*Directions for this task*
In the AI summary, change "stolen models" to "replicated models" and write out the passage from "Method: We propose" up to and including "and defense-aware development.".

*Text excerpt*
🤖 AI Summary
Medical multimodal large language models (MLLMs) possess high intellectual property value due to data scarcity and stringent privacy constraints, yet remain vulnerable to black-box model stealing—particularly for complex tasks like radiology report generation, where existing classification-oriented attacks fail to generalize.
Method: We propose ADA-STEAL, the first black-box stealing framework tailored for radiology report generation MLLMs. It enables cross-domain functional replication without any medical data by leveraging publicly available natural images, adversarial domain alignment (ADA), black-box queries, cross-modal feature transfer, and adversarial noise injection.
Contribution/Results: Extensive experiments on IU X-RAY and MIMIC-CXR demonstrate that stolen models achieve radiology report quality nearly comparable to the original, effectively circumventing the medical data dependency bottleneck. ADA-STEAL establishes a novel paradigm for security evaluation of medical MLLMs, advancing both threat modeling and defense-aware development.
📝 Abstract
Medical multimodal large language models (MLLMs) are becoming an instrumental part of healthcare systems, assisting medical personnel with decision making and results analysis. Models for radiology report generation are able to interpret medical imagery, thus reducing the workload of radiologists. As medical data is scarce and protected by privacy regulations, medical MLLMs represent valuable intellectual property. However, these assets are potentially vulnerable to model stealing, where attackers aim to replicate their functionality via black-box access. So far, model stealing for the medical domain has focused on classification; however, existing attacks are not effective against MLLMs. In this paper, we introduce Adversarial Domain Alignment (ADA-STEAL), the first stealing attack against medical MLLMs. ADA-STEAL relies on natural images, which are public and widely available, as opposed to their medical counterparts. We show that data augmentation with adversarial noise is sufficient to overcome the data distribution gap between natural images and the domain-specific distribution of the victim MLLM. Experiments on the IU X-RAY and MIMIC-CXR radiology datasets demonstrate that Adversarial Domain Alignment enables attackers to steal the medical MLLM without any access to medical data.

(Saved data entries)
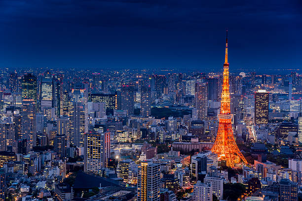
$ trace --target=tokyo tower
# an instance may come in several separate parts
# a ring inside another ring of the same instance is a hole
[[[247,162],[239,150],[233,134],[229,106],[229,91],[228,84],[228,63],[227,62],[227,29],[226,44],[226,57],[224,64],[224,81],[221,95],[221,108],[218,115],[219,125],[216,140],[211,151],[218,155],[220,160],[226,161],[226,166],[231,168],[240,162],[240,159],[245,163]]]

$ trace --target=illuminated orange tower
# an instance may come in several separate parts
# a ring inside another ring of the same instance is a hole
[[[224,82],[221,95],[221,108],[218,115],[219,125],[215,143],[212,148],[213,153],[217,154],[218,159],[226,161],[226,165],[233,167],[240,162],[240,159],[246,164],[246,160],[239,150],[233,134],[229,107],[229,91],[228,84],[228,63],[227,62],[227,29],[226,44],[226,57],[224,64]]]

*Task solution*
Method: We propose ADA-STEAL, the first black-box stealing framework tailored for radiology report generation MLLMs. It enables cross-domain functional replication without any medical data by leveraging publicly available natural images, adversarial domain alignment (ADA), black-box queries, cross-modal feature transfer, and adversarial noise injection.
Contribution/Results: Extensive experiments on IU X-RAY and MIMIC-CXR demonstrate that replicated models achieve radiology report quality nearly comparable to the original, effectively circumventing the medical data dependency bottleneck. ADA-STEAL establishes a novel paradigm for security evaluation of medical MLLMs, advancing both threat modeling and defense-aware development.